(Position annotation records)
::::::

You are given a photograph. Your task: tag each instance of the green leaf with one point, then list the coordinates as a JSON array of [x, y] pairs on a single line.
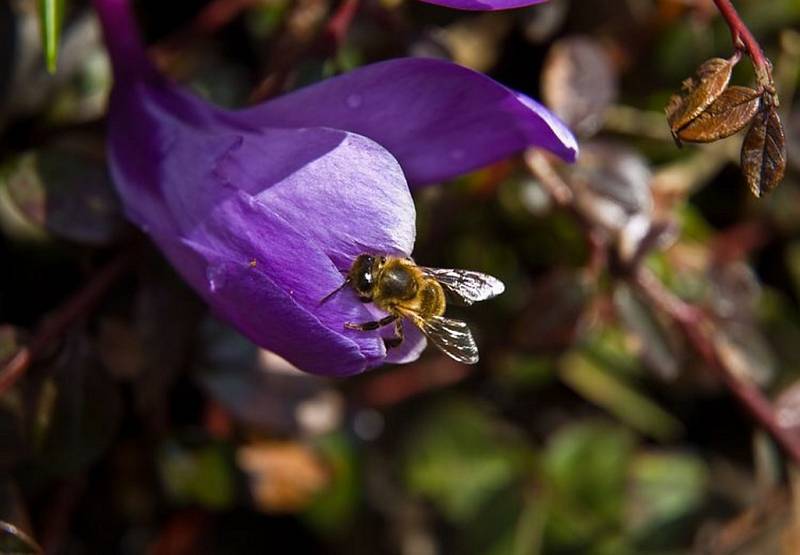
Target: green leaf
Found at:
[[620, 399], [51, 18], [459, 455]]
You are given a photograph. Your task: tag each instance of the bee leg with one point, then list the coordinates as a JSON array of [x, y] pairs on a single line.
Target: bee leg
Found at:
[[369, 326], [397, 340]]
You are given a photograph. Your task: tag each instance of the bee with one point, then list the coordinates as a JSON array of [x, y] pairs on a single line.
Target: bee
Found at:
[[406, 291]]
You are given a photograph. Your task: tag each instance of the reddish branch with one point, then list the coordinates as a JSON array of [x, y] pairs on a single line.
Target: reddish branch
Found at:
[[54, 326], [743, 39], [692, 320], [697, 328]]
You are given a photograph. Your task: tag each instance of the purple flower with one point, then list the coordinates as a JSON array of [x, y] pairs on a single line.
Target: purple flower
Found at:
[[261, 210], [484, 5]]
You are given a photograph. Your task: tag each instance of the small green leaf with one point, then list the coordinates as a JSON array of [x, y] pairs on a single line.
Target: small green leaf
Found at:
[[51, 17]]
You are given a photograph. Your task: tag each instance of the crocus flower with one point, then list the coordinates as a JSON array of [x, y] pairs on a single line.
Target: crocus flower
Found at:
[[262, 210]]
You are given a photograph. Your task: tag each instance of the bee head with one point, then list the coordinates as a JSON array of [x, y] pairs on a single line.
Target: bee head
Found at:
[[363, 273]]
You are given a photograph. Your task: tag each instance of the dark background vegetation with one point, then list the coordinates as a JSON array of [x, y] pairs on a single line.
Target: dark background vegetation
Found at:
[[592, 425]]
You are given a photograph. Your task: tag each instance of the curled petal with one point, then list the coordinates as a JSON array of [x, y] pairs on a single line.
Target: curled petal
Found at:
[[437, 118], [262, 224]]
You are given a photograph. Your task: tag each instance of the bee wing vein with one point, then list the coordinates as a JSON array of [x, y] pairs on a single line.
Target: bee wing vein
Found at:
[[465, 286], [453, 337]]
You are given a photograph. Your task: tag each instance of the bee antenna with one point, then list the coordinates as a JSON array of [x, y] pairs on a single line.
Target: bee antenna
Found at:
[[332, 293]]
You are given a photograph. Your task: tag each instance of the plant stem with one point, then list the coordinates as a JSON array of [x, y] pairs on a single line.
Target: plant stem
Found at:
[[696, 328], [51, 328], [743, 39]]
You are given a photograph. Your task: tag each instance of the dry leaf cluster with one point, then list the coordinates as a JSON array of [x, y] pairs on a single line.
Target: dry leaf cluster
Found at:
[[709, 109]]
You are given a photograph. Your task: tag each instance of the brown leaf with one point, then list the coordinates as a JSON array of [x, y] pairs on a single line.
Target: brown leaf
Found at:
[[728, 114], [702, 90], [764, 152]]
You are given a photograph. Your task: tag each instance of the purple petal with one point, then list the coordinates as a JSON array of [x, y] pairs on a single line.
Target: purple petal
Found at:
[[437, 118], [262, 224], [484, 5]]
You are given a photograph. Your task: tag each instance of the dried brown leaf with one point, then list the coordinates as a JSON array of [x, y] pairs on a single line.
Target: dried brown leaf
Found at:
[[702, 90], [764, 152], [727, 115]]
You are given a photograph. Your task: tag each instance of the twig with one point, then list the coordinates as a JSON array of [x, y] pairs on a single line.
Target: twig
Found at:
[[51, 328], [691, 319], [697, 328], [743, 39]]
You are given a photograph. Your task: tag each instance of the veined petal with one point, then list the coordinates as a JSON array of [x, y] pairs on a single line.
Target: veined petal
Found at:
[[262, 224], [484, 5], [437, 118]]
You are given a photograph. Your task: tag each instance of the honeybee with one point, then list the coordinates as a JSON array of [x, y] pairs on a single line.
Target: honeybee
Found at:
[[406, 291]]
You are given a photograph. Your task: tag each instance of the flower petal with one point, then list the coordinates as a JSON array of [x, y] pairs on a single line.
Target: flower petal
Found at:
[[484, 5], [437, 118], [262, 224]]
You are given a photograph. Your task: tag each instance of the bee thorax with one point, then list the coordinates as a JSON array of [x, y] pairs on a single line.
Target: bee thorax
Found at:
[[398, 283]]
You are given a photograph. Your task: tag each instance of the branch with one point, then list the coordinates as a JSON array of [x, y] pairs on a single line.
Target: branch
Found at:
[[696, 326], [743, 39], [691, 319], [53, 327]]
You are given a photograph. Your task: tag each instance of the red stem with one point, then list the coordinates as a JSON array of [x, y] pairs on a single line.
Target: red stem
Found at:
[[696, 328], [51, 328], [744, 39]]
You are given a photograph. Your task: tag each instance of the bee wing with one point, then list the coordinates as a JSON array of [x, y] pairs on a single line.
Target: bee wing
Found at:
[[452, 337], [466, 287]]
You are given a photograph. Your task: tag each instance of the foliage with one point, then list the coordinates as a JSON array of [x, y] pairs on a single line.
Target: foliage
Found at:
[[647, 292]]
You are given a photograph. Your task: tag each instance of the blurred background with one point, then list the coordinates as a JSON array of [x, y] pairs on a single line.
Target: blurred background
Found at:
[[593, 425]]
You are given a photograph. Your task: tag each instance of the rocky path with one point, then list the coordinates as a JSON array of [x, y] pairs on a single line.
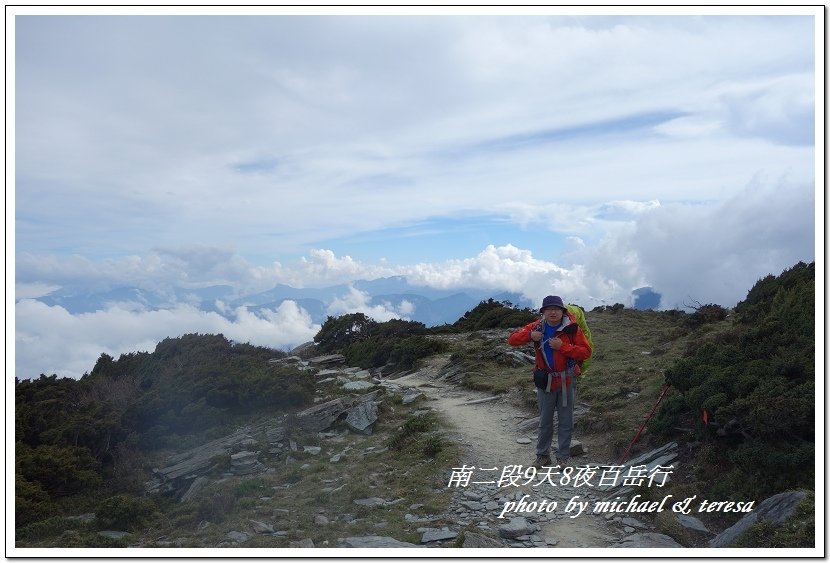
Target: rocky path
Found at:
[[494, 440]]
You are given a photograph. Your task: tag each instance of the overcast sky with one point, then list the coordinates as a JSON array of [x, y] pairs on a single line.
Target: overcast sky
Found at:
[[582, 156]]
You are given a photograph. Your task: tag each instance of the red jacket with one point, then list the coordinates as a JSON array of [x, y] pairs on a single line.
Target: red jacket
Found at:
[[574, 344]]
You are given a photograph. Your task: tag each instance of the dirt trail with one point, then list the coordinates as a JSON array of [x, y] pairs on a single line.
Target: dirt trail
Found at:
[[489, 431]]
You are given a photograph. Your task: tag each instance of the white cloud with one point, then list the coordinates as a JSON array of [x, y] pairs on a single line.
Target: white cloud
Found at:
[[357, 301], [50, 340]]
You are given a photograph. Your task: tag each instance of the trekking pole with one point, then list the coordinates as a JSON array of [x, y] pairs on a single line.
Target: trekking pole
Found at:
[[654, 408]]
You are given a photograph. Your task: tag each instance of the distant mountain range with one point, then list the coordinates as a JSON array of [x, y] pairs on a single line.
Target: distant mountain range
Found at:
[[428, 305]]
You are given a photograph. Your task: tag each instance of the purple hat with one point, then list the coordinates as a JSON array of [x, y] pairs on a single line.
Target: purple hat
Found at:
[[552, 301]]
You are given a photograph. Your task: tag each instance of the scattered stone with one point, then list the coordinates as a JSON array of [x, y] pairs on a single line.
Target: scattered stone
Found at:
[[372, 501], [692, 523], [358, 385], [633, 522], [475, 540], [528, 424], [245, 463], [362, 418], [261, 527], [647, 539], [327, 360], [438, 535], [516, 528], [237, 537], [113, 534], [411, 397], [775, 509], [374, 541], [198, 483], [485, 400]]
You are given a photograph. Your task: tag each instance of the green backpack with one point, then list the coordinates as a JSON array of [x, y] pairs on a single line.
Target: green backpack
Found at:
[[579, 314]]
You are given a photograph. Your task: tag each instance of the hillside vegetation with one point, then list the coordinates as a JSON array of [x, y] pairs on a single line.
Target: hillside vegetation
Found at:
[[741, 401]]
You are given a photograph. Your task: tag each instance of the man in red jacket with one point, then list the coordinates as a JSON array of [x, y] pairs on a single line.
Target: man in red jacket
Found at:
[[560, 344]]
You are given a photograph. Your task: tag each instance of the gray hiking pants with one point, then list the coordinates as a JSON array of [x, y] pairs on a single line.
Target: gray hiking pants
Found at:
[[550, 403]]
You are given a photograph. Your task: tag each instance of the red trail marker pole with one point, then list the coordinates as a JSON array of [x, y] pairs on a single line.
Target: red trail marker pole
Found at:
[[653, 409]]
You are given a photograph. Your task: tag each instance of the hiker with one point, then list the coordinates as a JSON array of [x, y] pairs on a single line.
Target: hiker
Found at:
[[560, 346]]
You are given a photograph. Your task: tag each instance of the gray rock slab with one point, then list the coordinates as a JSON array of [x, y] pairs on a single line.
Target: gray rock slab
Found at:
[[372, 501], [261, 527], [362, 418], [374, 541], [438, 535], [516, 528], [358, 385], [238, 537], [647, 539], [692, 523], [775, 509], [113, 534], [475, 540]]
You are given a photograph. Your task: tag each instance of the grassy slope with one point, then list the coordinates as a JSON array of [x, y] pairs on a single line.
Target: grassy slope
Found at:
[[633, 348]]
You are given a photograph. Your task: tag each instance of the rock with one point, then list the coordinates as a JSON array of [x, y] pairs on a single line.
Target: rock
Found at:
[[528, 424], [261, 527], [775, 509], [362, 418], [633, 522], [517, 527], [372, 501], [374, 541], [691, 523], [197, 484], [327, 360], [475, 540], [307, 542], [319, 417], [647, 539], [237, 537], [411, 397], [438, 535], [358, 385], [113, 534]]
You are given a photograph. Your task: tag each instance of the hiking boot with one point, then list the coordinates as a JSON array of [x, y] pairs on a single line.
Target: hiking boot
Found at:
[[542, 461]]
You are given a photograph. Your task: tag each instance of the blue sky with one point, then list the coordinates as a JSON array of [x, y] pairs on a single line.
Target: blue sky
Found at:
[[541, 153]]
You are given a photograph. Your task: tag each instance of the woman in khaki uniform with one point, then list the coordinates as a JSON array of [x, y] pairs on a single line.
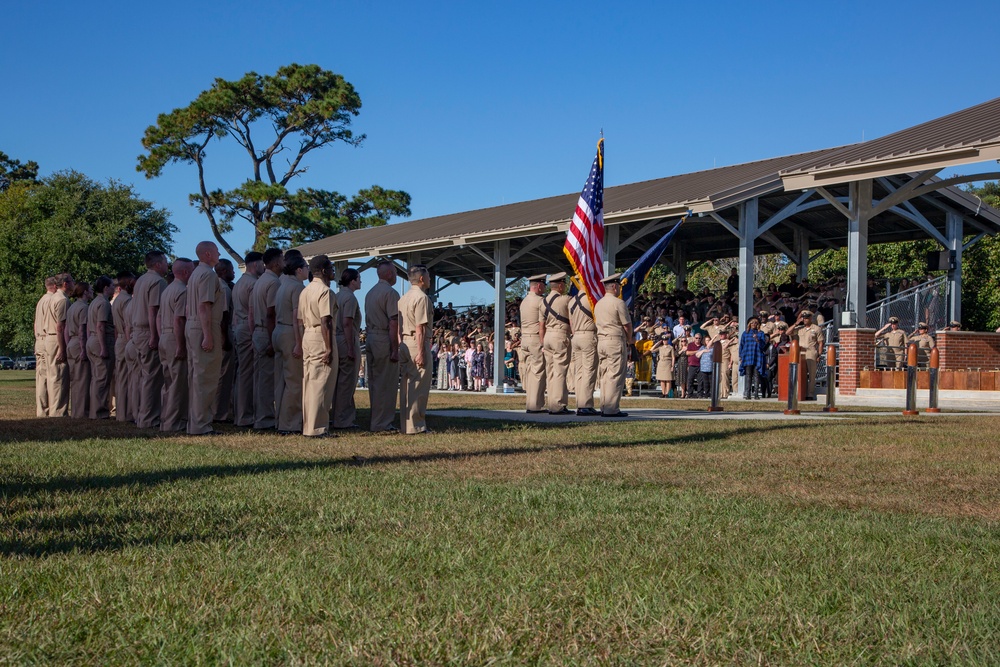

::::::

Directive: Print the items starting at the line that contains "the purple flower" and ending at the line that contains "[[437, 118], [262, 224]]", with both of those lines included and every line reproduced verbatim.

Reply:
You are given a photograph. Your task: tag each instance of the purple flower with one point, then list the coordinates as a JSON array of [x, y] pairs on a single line.
Target: purple flower
Found at:
[[261, 210], [484, 5]]
You are given a photograph. Your task: tag each instance of the small green leaf with one point, then list the coordinates as a JSON array of [x, y] pairs on a single line.
Target: small green leaf
Found at:
[[51, 17]]
You are given a photograph. Your task: tag each instance of the crocus flower with one point, then list the coordinates as a JSON array of [x, y] pairs on a single line.
Target: crocus flower
Found at:
[[262, 210]]
You are given a photograph. Your task: tag each instance of the bee head with one point, then list the coordinates as a JSON array of [x, y] pairs on a single line.
Target: bee head
Found at:
[[363, 273]]
You are given a photograph. Your task: tag each instance of the dark background vegetation with one point, then list the coordinates as a JSON array of [x, y] pairs on a single line.
Target: dark background vegetation
Found at:
[[592, 425]]
You are given a photograph. Your task: tag each instance of the curled petal with one point, then list the coordinates as a JSON array of [x, y] pairs on a single line.
Target: curled petal
Found at:
[[437, 118], [262, 224]]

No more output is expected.